#### Tasks
1. In the peatland text, how is resilience described in its simplest form?
2. Reproduce the entries word for word, from the line with "For each instance of the donkey's hoof, drop" to the line with "[[732, 332], [464, 342], [669, 324]]", including both of those lines.

#### Provided text
— Start —

To be scientifically accurate, the irreversible component of peatland conversion is an assumption, wanting of sufficient evidence from “the field” due to the recent nature of large-scale exploitation.  But any ecosystem we see today is a product of its evolving past; a period over which it has encountered disturbances and presented a response.  From these patterns of responses, we can measure the resilience of the ecosystem (Cole et al., 2014) and develop hypotheses as to how it may respond to future disturbances.  In its simplest form, resilience is described as the ability of an ecosystem to maintain its structure and function despite perturbation (Holling, 1973).

How resilient are peatlands?  Specifically, how have the tropical peat swamp forests of Southeast Asia responded to disturbance in the past?  We sought to answer these questions for the coastal peatlands of Sarawak, in Malaysian Borneo (Cole et al., 2015) (Fig. 2).

The plug is rapidly being pulled on these sweaty, mosquito-ridden jungles as industrial-scale agriculture spreads like wildfire across the region.  Dipterocarp forests, rich in a variety of fruit-bearing trees, ‘black-water’-adapted fish and nimble mammals, are being drained, flattened and converted into monoculture landscapes where oil palms (Elaeis guineensis) can quickly bring economic profit to even the inexperienced farmer.  Though wild-fires themselves are in fact a rare phenomenon in intact peatlands, the recent elevation in burning has been blamed primarily on the recent expansion of agriculture, and brought huge environmental, health and political challenges to the region.  But how frequent were fires in the past?  And what impact did they have on the vegetation?

— End —

#### Stored items
— Start —

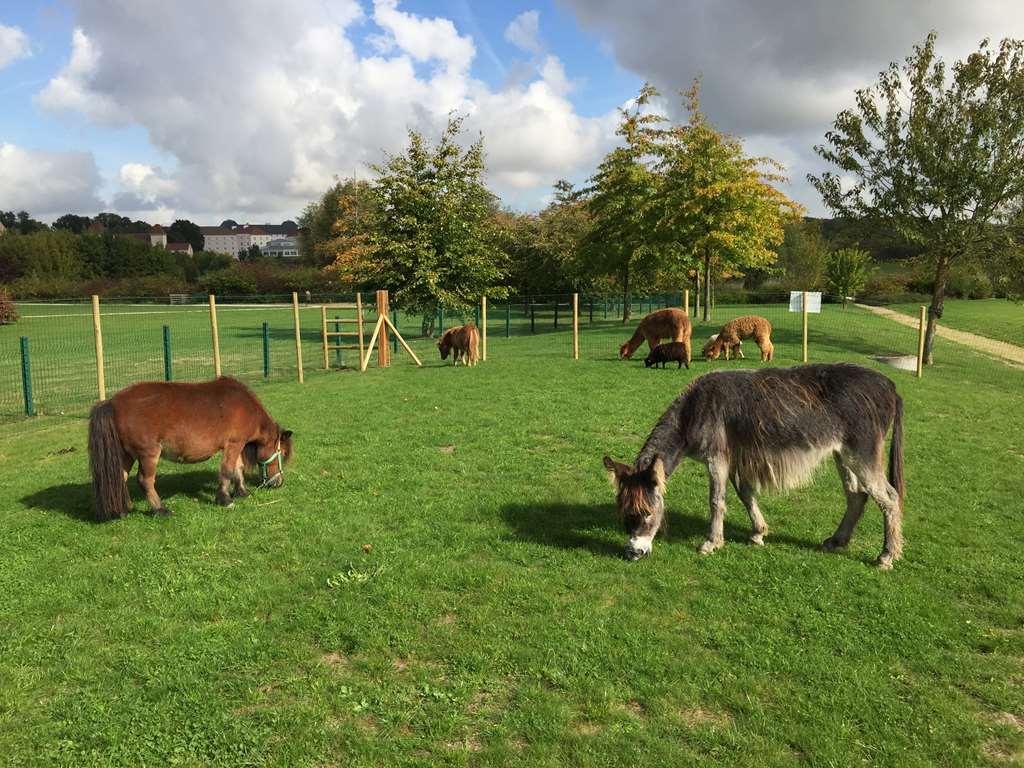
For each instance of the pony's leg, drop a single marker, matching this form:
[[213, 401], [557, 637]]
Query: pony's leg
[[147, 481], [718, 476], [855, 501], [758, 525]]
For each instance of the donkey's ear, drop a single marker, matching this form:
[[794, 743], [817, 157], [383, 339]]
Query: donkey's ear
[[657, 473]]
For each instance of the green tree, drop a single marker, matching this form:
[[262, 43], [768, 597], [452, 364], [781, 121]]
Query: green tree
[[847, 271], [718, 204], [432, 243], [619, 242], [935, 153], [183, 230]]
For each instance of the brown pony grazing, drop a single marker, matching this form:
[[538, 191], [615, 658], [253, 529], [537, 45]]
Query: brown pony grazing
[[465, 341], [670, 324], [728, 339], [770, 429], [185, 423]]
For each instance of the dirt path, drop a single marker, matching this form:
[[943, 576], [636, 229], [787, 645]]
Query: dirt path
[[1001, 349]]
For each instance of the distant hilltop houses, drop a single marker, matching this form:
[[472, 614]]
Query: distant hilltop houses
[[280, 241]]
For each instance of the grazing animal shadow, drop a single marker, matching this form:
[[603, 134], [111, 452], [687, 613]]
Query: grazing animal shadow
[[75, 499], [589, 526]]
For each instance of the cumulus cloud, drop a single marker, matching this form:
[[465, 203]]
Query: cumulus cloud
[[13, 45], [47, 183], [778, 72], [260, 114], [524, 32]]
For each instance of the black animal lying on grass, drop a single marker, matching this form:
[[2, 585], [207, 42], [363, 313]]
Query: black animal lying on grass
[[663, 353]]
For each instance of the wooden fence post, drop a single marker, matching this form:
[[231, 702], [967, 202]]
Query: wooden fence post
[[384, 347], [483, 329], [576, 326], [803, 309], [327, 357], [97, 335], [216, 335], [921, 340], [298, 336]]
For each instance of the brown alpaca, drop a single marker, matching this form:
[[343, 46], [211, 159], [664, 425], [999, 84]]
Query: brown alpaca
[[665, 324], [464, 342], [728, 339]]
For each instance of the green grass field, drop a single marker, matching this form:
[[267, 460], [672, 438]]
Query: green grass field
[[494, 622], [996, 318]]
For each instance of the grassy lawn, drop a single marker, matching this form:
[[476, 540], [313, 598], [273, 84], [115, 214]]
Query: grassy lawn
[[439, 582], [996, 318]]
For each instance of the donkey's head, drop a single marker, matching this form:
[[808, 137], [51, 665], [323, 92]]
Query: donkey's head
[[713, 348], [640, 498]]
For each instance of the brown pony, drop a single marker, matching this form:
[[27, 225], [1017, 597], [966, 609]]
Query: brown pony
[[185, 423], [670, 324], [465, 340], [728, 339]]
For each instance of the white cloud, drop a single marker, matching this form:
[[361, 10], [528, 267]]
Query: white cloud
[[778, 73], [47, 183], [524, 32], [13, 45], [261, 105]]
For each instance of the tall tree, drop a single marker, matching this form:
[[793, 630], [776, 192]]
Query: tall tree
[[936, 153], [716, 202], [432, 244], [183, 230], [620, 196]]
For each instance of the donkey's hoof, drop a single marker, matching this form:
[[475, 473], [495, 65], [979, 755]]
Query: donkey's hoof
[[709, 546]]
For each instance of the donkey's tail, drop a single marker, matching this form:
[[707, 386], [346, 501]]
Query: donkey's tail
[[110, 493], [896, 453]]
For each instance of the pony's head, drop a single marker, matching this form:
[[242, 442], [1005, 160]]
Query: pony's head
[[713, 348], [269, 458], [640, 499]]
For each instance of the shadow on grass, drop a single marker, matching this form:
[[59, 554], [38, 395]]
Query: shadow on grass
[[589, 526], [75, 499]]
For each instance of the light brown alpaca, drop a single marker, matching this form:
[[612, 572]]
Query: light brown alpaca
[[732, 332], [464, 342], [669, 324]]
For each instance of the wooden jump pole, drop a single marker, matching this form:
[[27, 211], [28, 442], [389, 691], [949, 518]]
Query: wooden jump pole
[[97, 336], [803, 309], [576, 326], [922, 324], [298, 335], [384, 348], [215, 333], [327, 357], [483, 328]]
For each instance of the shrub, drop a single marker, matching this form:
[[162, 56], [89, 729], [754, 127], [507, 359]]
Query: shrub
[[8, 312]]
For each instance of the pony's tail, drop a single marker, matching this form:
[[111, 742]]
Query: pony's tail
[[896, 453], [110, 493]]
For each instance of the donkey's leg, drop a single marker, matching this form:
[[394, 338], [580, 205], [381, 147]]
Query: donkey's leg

— End —

#### Answers by task
1. It is the ability of an ecosystem to maintain its structure and function despite perturbation.

2.
For each instance of the donkey's hoof, drop a single marker, matching this form:
[[475, 473], [495, 65], [979, 755]]
Query: donkey's hoof
[[709, 546]]
For each instance of the donkey's tail, drop a single marker, matching this form:
[[707, 386], [346, 501]]
Query: donkey's tail
[[110, 493], [896, 453]]
For each instance of the pony's head, drop a single marker, matching this form:
[[242, 442], [1005, 160]]
Query: pony's head
[[713, 348], [269, 458], [640, 499]]
For each instance of the shadow on grass, drop a single marker, matching this form:
[[59, 554], [38, 395]]
Query: shadow on grass
[[589, 526], [75, 499]]
For each instance of the light brown alpaca, drop a single marker, matching this form:
[[612, 572]]
Query: light brown alpaca
[[732, 332], [464, 342], [669, 324]]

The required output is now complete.